Page excerpt:

☆ ☆ ☆

This morning on the way to church, we’re talking about how we can’t wait for next summer because the artichokes take two years to produce. My daughter planted these plants from a seed and carefully tended them through the spring and summer.
But my husband cleaned out the beds, uprooted all the old plants, and smoothed over the garden since the snow is on the way.
“What? You didn’t! No! Those were her artichoke plants that come back each year! They produce in the second season! No!”
We’re so disappointed. We’re so sad about all that work and waiting.
He feels terrible, but what can be done? We return home from church and dig through the leaf and weeds pile to find the tangled mess of roots and frosted over leaves. Can’t we just replant the thing? It seems too late.
Just as my daughter loses hope, my husband reads that, actually, uprooting your artichoke plants protects them, strengthens them, and accelerates their growth in the spring. We read how, in colder climates, gardeners should dig up their artichoke plants and dry the roots in a cool, dry place.

☆ ☆ ☆

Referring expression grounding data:
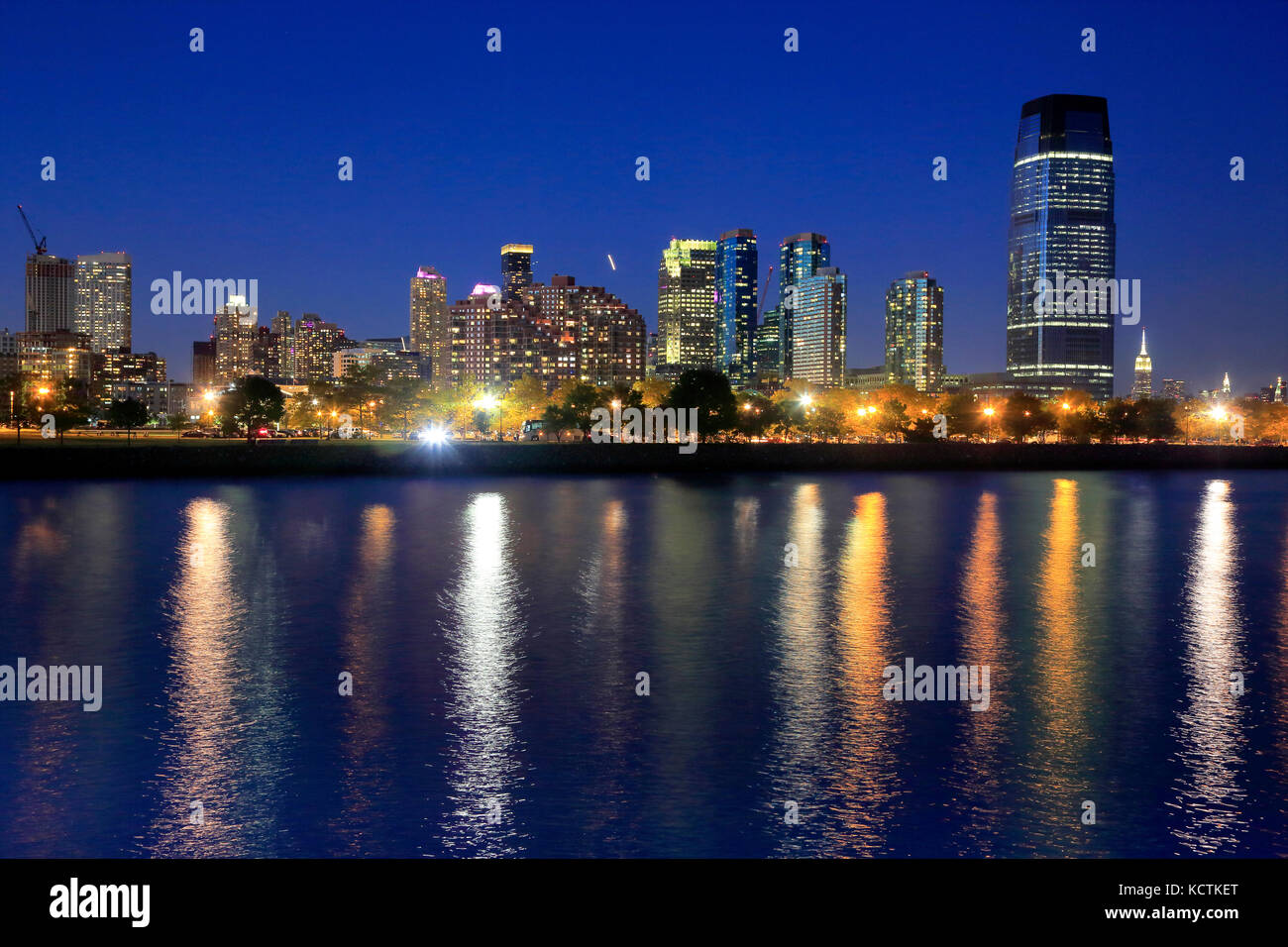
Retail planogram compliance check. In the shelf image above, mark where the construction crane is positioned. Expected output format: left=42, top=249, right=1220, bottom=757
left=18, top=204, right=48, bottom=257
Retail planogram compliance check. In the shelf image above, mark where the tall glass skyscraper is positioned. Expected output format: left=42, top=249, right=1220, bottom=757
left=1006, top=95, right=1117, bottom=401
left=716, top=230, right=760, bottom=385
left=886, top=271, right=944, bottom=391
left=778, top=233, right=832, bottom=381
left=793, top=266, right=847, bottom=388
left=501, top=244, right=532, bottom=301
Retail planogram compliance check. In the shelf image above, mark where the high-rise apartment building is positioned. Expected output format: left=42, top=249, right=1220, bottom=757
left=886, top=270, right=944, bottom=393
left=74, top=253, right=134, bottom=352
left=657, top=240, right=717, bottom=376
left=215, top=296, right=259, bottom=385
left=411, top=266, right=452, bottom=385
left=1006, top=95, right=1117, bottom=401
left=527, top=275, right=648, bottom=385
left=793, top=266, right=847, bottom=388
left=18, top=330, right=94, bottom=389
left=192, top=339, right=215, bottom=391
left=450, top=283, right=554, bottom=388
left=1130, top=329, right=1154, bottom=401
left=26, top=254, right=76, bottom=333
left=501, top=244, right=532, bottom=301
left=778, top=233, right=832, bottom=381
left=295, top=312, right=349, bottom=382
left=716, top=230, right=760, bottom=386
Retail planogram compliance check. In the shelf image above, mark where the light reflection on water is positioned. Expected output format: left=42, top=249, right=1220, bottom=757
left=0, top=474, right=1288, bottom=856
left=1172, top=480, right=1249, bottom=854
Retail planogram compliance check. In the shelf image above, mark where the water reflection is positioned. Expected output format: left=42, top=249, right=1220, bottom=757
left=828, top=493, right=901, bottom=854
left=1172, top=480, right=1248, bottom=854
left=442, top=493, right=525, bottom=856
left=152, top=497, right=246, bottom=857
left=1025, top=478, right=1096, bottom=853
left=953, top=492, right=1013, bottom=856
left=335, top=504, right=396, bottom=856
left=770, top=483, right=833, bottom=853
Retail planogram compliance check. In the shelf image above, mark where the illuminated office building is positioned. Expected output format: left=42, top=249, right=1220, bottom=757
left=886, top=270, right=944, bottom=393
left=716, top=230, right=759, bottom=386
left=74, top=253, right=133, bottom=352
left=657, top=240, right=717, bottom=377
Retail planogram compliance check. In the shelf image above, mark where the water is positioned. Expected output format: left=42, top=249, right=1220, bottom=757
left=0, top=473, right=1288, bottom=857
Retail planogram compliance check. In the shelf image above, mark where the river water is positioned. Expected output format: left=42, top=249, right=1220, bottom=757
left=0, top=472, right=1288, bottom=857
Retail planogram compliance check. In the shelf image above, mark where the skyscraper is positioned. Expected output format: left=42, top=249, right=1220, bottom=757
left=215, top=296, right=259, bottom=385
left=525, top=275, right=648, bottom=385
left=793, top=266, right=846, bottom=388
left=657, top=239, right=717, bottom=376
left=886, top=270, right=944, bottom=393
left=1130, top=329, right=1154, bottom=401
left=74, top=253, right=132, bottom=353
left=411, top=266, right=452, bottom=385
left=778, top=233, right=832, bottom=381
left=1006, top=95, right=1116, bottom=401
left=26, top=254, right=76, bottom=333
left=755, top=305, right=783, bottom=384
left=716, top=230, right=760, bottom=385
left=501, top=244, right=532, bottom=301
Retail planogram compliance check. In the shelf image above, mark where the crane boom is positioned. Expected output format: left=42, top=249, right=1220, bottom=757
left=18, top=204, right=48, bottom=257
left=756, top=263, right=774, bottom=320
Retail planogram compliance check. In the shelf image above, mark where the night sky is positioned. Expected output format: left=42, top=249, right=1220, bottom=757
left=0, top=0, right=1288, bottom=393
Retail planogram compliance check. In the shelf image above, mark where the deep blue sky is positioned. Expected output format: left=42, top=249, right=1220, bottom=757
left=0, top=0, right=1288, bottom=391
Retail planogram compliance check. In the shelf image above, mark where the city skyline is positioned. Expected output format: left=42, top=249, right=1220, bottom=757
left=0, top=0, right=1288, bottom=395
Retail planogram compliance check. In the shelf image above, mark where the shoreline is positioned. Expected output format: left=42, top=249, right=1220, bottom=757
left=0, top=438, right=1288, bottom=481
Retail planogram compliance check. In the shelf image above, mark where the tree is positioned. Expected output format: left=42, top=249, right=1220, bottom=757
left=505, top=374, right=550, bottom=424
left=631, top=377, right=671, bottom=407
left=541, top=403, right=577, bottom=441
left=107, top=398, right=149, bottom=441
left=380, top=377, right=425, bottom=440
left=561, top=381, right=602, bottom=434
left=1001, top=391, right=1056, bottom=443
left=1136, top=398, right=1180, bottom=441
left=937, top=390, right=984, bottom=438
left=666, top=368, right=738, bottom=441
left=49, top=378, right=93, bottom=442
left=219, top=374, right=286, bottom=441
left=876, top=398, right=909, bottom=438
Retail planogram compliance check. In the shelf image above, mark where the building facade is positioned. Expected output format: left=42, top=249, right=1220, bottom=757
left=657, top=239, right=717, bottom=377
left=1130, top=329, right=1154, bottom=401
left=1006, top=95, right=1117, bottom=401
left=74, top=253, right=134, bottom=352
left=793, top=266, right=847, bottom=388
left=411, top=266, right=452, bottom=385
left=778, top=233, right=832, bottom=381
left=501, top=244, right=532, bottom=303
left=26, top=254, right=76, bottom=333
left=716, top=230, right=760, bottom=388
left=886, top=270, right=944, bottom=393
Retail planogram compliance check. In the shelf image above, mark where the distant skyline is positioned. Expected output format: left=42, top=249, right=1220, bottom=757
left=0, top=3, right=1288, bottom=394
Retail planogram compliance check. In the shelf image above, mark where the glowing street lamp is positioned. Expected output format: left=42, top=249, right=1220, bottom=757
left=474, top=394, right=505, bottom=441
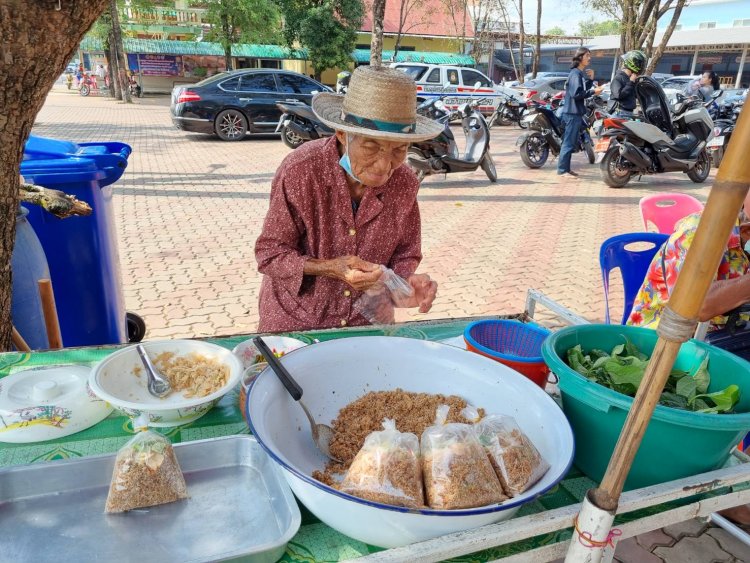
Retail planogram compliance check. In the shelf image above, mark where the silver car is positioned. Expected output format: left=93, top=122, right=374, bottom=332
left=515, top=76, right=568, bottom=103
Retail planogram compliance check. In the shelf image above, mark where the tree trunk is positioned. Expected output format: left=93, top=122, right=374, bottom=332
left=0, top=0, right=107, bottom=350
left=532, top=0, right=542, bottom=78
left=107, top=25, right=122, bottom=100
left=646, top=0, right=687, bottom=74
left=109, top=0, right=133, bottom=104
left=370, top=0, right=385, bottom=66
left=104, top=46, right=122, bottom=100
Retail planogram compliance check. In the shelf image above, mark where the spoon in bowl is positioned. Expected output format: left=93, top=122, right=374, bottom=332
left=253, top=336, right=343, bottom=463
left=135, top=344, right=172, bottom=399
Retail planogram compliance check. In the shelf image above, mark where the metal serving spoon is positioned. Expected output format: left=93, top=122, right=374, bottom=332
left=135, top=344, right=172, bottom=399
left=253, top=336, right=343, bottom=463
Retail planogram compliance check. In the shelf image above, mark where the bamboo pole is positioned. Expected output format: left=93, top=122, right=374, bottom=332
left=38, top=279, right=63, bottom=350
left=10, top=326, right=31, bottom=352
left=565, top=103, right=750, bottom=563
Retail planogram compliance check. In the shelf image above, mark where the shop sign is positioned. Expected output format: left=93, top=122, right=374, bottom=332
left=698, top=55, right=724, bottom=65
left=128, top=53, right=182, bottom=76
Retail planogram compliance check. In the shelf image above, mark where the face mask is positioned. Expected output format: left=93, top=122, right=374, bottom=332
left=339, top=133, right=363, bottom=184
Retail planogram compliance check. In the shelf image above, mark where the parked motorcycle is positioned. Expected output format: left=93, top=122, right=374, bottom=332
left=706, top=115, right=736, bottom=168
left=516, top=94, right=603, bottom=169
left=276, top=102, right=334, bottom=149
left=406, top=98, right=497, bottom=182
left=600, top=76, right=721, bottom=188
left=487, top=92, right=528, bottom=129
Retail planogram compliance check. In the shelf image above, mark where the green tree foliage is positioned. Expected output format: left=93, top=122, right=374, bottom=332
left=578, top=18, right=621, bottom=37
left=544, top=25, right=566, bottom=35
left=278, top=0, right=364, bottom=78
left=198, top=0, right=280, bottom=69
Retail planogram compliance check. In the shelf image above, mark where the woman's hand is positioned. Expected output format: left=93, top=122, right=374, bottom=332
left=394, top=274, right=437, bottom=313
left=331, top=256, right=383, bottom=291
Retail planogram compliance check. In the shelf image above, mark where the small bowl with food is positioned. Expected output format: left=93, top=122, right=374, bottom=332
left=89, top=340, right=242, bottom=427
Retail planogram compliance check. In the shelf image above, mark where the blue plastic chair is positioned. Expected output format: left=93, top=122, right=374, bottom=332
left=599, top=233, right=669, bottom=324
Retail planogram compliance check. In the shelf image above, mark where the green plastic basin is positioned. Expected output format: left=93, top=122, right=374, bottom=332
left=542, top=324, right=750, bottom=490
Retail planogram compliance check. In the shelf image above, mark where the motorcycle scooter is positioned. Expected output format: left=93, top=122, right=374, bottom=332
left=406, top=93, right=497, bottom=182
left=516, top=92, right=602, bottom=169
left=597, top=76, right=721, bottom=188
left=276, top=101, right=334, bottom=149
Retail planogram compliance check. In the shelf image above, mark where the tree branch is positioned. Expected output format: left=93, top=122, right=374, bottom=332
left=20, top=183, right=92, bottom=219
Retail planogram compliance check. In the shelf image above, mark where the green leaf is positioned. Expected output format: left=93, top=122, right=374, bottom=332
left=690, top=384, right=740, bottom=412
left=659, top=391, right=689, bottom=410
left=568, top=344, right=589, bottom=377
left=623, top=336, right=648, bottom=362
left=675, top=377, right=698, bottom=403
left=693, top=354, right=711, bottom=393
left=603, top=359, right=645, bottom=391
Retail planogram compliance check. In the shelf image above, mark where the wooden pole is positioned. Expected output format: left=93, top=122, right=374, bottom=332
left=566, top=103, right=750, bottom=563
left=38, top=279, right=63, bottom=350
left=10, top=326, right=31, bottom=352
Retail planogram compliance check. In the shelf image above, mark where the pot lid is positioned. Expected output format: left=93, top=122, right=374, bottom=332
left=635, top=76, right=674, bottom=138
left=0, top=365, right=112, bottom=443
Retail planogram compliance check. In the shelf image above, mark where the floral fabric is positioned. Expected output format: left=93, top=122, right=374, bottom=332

☆ ☆ ☆

Questions to answer:
(a) According to the artichoke-garden account, why is the family eager for next summer to arrive?
(b) Continue the account of the uprooted artichoke plants from its final sentence.

Task responses:
(a) Artichokes take two years to produce, and the plants the daughter grew from seed this year will produce in their second season.

(b)
My daughter is so excited. “I’ve always wanted a real root cellar,” she says. We’re now a prairie family. We’ve converted a corner of our basement to artichoke roots.
I’m laughing about how quickly our disappointment turns to hope. I tell everyone that this is a true Live with Flair moment because what looked like disaster was protection. What looked like loss was a strengthening for future abundance. What looked like a mistake was actually part of a critical design.
Besides, yesterday we didn’t have a root cellar. Now we do.
And I remember that if I feel uprooted in any way, it’s accelerating my growth for another season. I will wait patiently in the cool cellar of my heart.